(Explora el material)
1) ¿Puedes devolver, sin cambiar nada, todo lo que va en la reseña sobre Glass desde "De ahí que uno" hasta "atinada del director."?
2) ¿Cómo seguiría la reseña sobre Glass a partir de su última frase?

(Extracto de página)
+++++
De ahí que uno no pueda saber a ciencia cierta a qué atenerse con el estreno de Glass. Precedida de una pequeña resurrección creativa con la pasable The Visit (2015) y la más entonada, pero incompleta Split (2016), el retorno de su personaje más aclamado, David Dunn (Bruce Willis), es recibido antes de verla como una victoria por sus fans acérrimos mientras se percibe como una decepción generalizada por la crítica americana. Como amante del fantástico pero escéptico de la santidad de Shyamalan puedo asegurar que no había visto una obra suya tan templada, elegante y bien dirigida desde su colaboración con Mel Gibson. Superando la escatología y el ocasional humor burdo de algunos momentos de sus últimas dos obras, esta es la que debería considerarse el verdadero retorno de la versión más atinada del director.
+++++
(Entradas del conjunto de datos)
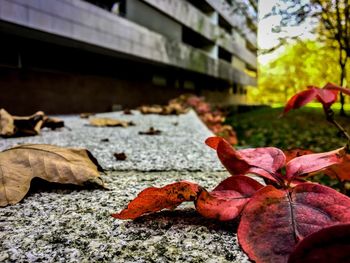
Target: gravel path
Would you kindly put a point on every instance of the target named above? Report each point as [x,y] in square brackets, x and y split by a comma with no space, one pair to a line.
[56,223]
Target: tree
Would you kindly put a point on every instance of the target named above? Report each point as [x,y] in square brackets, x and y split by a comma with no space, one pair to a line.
[332,27]
[301,64]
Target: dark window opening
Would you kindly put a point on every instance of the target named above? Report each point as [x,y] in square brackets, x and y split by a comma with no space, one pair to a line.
[194,39]
[202,5]
[225,25]
[225,55]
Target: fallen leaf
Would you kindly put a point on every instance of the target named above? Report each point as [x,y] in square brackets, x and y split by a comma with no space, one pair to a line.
[109,122]
[293,153]
[155,109]
[228,199]
[151,131]
[329,245]
[13,126]
[127,112]
[265,162]
[154,199]
[224,203]
[86,115]
[19,165]
[326,96]
[274,220]
[304,165]
[52,123]
[120,156]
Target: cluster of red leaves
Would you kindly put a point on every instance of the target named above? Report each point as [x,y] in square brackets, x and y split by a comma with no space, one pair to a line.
[214,119]
[287,219]
[326,96]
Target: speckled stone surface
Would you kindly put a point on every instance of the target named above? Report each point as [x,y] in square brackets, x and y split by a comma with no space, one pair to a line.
[180,146]
[74,225]
[56,223]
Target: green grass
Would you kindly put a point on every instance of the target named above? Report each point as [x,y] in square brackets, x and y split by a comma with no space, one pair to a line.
[305,128]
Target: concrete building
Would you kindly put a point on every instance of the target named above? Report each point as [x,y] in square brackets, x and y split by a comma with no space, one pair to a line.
[65,56]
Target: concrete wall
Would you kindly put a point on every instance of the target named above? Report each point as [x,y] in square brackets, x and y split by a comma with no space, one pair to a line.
[149,17]
[90,26]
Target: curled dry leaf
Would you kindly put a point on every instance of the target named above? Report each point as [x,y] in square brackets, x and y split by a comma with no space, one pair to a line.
[13,126]
[151,131]
[154,199]
[329,245]
[274,221]
[155,109]
[109,122]
[224,203]
[173,108]
[86,115]
[19,165]
[120,156]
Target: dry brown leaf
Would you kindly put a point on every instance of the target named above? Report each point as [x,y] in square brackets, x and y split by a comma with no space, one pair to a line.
[13,126]
[173,108]
[19,165]
[120,156]
[86,115]
[151,131]
[155,109]
[52,123]
[109,122]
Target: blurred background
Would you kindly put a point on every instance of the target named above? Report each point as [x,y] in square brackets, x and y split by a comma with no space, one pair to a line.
[245,57]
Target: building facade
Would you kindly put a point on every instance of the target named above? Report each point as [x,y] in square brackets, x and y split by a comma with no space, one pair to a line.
[65,56]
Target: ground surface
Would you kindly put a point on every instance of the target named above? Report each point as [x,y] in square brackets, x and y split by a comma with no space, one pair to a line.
[65,224]
[304,128]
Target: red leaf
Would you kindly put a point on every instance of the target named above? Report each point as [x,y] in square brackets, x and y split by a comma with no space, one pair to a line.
[331,245]
[293,153]
[242,184]
[230,158]
[228,198]
[300,99]
[274,221]
[332,86]
[260,161]
[154,199]
[341,170]
[327,96]
[303,165]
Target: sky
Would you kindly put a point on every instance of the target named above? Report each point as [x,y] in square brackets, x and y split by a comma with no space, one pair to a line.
[267,39]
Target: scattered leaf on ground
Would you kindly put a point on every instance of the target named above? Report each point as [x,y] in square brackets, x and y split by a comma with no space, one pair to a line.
[154,199]
[224,203]
[86,115]
[19,165]
[120,156]
[109,122]
[52,123]
[155,109]
[293,153]
[329,245]
[274,220]
[13,126]
[127,112]
[151,131]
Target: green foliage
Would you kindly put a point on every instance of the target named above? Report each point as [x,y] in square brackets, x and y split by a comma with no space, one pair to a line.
[299,65]
[262,128]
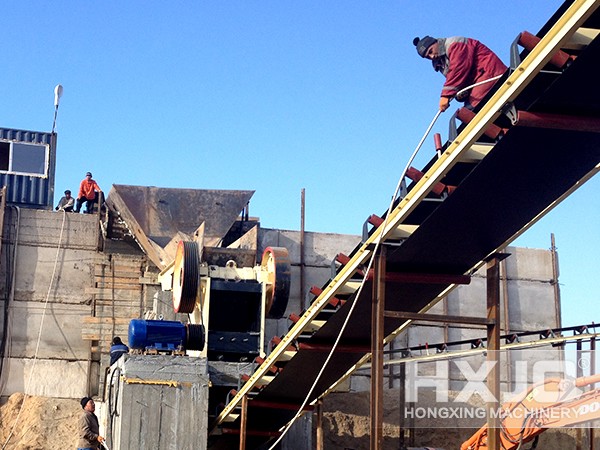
+++++
(Lista de respuestas)
1)
De ahí que uno no pueda saber a ciencia cierta a qué atenerse con el estreno de Glass. Precedida de una pequeña resurrección creativa con la pasable The Visit (2015) y la más entonada, pero incompleta Split (2016), el retorno de su personaje más aclamado, David Dunn (Bruce Willis), es recibido antes de verla como una victoria por sus fans acérrimos mientras se percibe como una decepción generalizada por la crítica americana. Como amante del fantástico pero escéptico de la santidad de Shyamalan puedo asegurar que no había visto una obra suya tan templada, elegante y bien dirigida desde su colaboración con Mel Gibson. Superando la escatología y el ocasional humor burdo de algunos momentos de sus últimas dos obras, esta es la que debería considerarse el verdadero retorno de la versión más atinada del director.

2)
Las razones de la tibia recepción de Glass por tanta parte de la crítica solo se pueden explicar por la nostalgia de Unbreakable no cumplida. La falta de minutos en pantalla de Willis, el emplazamiento limitado prácticamente a un solo escenario y la falta de escenas de acción apuntan a ser las razones principales. Pero claro, si tenemos en cuenta que NO es una secuela de Unbreakable y es una película en sí misma, con su propia lógica y engranajes internos, no tiene sentido como regreso al tono de drama de señor de mediana edad de aquella. Por otra parte, también continúa Split, y tanto en esta como en la cinta del 2000 sirve como tercer acto para sus conclusiones diluidas. Por lo que no solo es, ante todo, una gran historia para dar sentido al título con el que se presenta, sino que completa las anteriores dos películas de tal manera que adquieren un nuevo sentido y las hace mejores. Automáticamente, no se entienden ya ninguna sin la otra.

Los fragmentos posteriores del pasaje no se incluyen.